[Excerpts from a detection dataset]

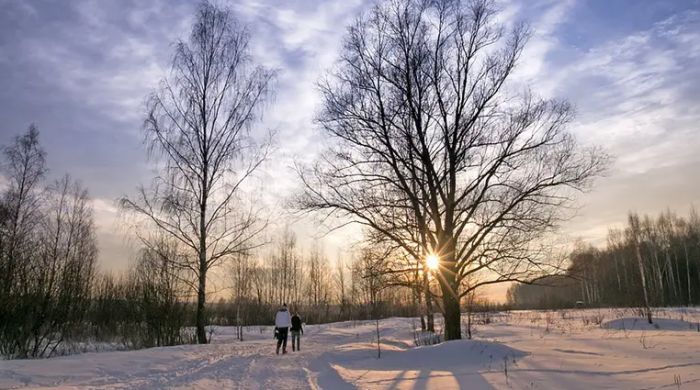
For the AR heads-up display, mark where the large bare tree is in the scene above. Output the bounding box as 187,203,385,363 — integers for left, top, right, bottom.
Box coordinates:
300,0,606,340
122,2,274,343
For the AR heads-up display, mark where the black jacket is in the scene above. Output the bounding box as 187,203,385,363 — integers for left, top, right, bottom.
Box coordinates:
291,314,304,334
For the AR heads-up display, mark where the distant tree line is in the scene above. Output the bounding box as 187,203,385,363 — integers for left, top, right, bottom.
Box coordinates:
508,208,700,308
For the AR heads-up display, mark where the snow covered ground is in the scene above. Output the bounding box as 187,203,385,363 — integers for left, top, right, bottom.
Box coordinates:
0,308,700,389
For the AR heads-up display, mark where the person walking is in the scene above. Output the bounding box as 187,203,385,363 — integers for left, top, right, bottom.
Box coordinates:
275,303,292,355
291,313,304,352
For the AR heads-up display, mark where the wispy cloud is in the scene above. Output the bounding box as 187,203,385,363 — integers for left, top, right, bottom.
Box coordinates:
0,0,700,278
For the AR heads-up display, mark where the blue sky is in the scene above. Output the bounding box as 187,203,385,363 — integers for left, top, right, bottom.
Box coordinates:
0,0,700,296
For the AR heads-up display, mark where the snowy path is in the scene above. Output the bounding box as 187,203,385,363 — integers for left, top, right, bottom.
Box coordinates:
0,310,700,390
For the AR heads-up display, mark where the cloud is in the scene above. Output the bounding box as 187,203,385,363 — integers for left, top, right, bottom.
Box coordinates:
0,0,700,290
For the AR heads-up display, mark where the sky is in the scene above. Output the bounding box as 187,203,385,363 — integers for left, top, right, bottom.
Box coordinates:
0,0,700,299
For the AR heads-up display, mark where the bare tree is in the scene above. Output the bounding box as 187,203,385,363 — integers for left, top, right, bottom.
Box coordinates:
300,0,607,340
0,125,47,298
122,2,273,343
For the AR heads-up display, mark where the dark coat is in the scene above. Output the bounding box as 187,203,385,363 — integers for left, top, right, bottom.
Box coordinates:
291,314,304,334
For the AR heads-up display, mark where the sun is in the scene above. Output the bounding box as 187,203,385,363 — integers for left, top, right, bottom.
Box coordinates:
425,255,440,270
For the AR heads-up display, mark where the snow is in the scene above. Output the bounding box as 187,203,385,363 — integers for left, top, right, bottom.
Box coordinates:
0,308,700,390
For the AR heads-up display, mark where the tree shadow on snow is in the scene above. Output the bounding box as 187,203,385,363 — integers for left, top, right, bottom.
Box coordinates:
310,340,526,390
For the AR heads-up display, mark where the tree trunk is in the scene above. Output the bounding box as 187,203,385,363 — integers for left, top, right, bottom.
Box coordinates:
439,251,462,340
683,242,693,306
634,243,653,324
196,263,207,344
423,266,435,332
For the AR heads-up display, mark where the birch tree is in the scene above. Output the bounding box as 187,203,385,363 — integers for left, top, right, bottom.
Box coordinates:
122,2,273,343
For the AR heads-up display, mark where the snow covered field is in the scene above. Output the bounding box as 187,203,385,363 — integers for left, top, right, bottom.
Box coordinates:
0,309,700,389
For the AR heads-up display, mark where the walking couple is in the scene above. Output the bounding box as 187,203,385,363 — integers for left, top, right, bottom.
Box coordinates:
275,303,304,355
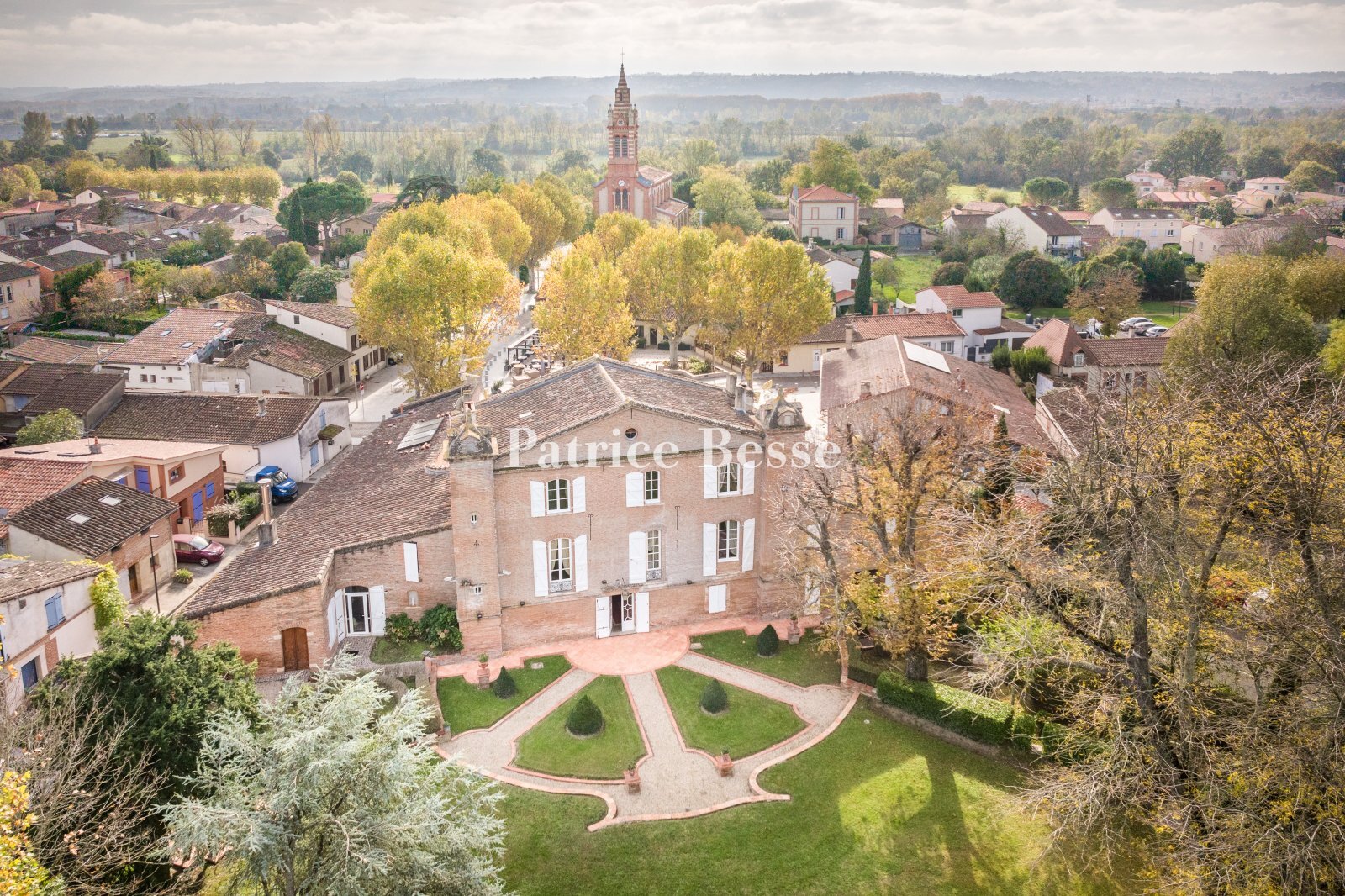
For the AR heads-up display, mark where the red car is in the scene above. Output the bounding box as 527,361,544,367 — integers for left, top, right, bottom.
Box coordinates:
172,535,224,567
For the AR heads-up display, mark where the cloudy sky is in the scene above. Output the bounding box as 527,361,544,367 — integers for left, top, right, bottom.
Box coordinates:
0,0,1345,86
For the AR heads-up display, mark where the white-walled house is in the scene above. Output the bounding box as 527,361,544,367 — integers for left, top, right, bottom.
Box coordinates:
97,393,350,482
1088,207,1182,249
0,558,99,712
916,285,1036,363
986,206,1084,256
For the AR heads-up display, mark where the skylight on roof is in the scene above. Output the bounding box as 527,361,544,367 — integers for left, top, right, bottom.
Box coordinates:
903,342,950,372
397,417,444,451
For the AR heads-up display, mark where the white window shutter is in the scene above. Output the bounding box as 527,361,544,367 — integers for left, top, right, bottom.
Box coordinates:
574,535,588,591
402,540,419,581
701,524,720,576
327,591,340,647
533,540,551,598
368,585,388,636
635,591,650,631
625,531,648,585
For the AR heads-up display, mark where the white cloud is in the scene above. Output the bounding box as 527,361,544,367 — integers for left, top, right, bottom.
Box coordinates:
0,0,1345,86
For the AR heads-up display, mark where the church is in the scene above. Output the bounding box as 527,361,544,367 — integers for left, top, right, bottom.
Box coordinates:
593,63,690,226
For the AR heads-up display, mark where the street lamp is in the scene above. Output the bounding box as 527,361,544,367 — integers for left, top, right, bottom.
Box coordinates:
150,534,164,616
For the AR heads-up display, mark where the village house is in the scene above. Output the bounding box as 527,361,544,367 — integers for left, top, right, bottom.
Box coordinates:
916,285,1036,363
0,361,125,439
1024,318,1168,393
0,261,43,331
0,437,224,531
183,358,805,677
1089,207,1182,249
986,206,1083,257
0,336,117,372
70,184,140,206
8,477,177,611
0,557,99,712
96,393,350,483
265,300,388,382
593,63,690,226
771,312,967,374
789,184,859,244
819,335,1051,452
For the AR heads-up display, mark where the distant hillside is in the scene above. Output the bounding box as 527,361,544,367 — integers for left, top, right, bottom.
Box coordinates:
0,71,1345,117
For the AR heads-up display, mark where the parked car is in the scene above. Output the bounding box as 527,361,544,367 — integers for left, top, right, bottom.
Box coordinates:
244,464,298,504
172,534,224,567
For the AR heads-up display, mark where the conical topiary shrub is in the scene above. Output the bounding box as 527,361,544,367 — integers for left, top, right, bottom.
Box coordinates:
701,678,729,716
757,625,780,656
491,668,518,699
565,694,604,737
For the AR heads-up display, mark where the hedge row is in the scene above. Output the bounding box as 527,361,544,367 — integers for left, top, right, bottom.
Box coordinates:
877,670,1037,752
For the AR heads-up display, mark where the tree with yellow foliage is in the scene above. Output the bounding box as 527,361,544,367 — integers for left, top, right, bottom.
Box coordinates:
533,245,635,362
706,237,832,383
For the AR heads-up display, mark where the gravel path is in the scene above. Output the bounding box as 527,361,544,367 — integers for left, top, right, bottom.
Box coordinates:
440,654,858,830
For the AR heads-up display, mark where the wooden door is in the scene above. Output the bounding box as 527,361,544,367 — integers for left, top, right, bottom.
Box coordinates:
280,628,308,672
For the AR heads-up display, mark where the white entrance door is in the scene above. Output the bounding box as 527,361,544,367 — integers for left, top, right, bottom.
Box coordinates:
635,591,650,631
594,594,612,638
621,594,635,634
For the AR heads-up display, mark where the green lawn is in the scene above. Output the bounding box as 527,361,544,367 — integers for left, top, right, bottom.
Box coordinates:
514,676,644,777
439,656,570,735
879,248,942,303
368,638,429,665
948,183,1022,206
657,666,803,759
695,630,841,688
503,701,1139,896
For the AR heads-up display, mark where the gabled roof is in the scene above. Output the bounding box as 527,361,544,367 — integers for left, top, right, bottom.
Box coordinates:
266,298,359,329
476,358,762,440
819,330,1051,451
106,308,267,365
0,259,38,282
8,477,179,558
183,390,462,619
29,251,108,273
0,365,124,416
96,393,321,445
803,311,967,345
1022,318,1084,367
799,183,859,202
920,284,1005,309
215,318,351,379
0,333,117,367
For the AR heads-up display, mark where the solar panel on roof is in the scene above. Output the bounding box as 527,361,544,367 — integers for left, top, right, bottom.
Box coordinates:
397,417,444,451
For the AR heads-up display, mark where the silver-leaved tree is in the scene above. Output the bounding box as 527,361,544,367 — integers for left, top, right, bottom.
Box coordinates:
166,663,503,896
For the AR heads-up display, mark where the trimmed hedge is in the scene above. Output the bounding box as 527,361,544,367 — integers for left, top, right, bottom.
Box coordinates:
877,672,1037,751
701,678,729,716
565,694,607,737
757,625,780,656
491,668,518,699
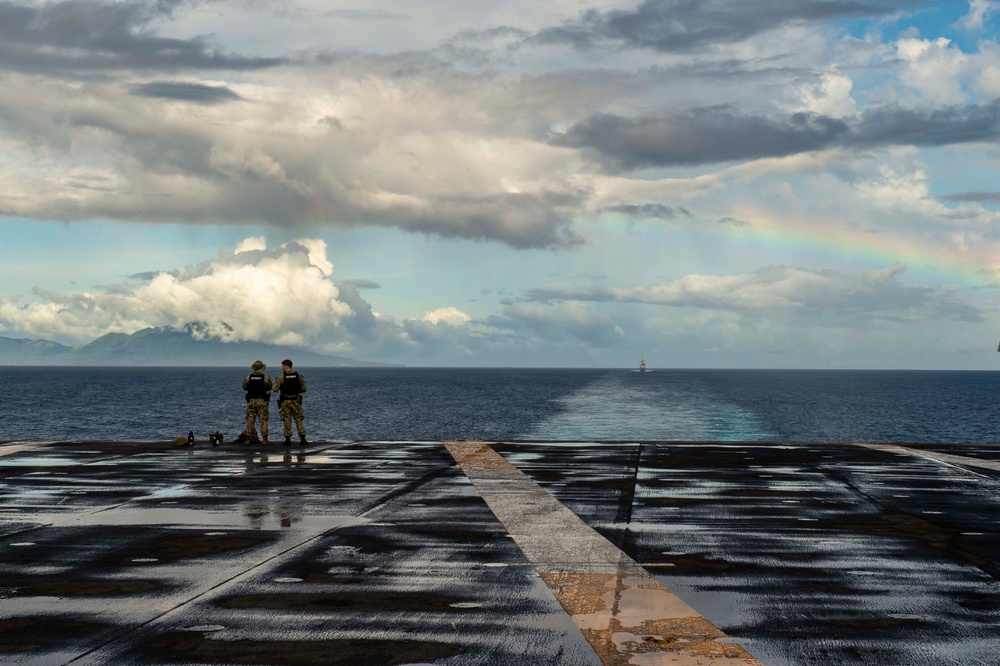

WHAT IS EXPECTED:
Echo the lines from the one containing "For the AR heads-up display, mark where the snowy" through the one containing "0,308,700,390", including both of those lines.

COMPLETE OUTPUT:
For the AR heads-up display, mark where the snowy path is in the scene above. Output the bounding box as 187,203,385,363 — integers for left, top, right, bottom.
Box coordinates:
0,310,700,390
For the AR heads-up display, mark where the cloud is in the scene above. Output the bounding box as 187,203,385,363 — integers for left, top, right, bottom.
Box coordinates:
0,0,700,290
For the AR heads-up display, mark where the sky is in the scene above. Output the bounding box as 187,203,385,363 — integers for left, top, right, bottom.
Box coordinates:
0,0,700,299
For the AR heads-up display, mark where the bare tree is in the scene above. Output the bounding box as 187,203,385,363 — integers for left, top, right, bottom.
Box coordinates:
300,0,607,340
0,125,47,298
122,2,273,343
For the AR heads-up display, mark where the dark coat is in the scene above. Output the bounding box as 187,203,385,363 — integers for left, top, right, bottom.
Box coordinates:
291,314,304,334
For the AR heads-up display, mark where the sun is in the scene above. Output the bounding box as 187,203,385,363 — integers for left, top, right, bottom.
Box coordinates:
425,255,440,270
For the AR heads-up display, mark where the snow is in the scene above. Output the bounding box as 187,203,385,363 — integers for left, top, right, bottom.
Box coordinates:
0,308,700,390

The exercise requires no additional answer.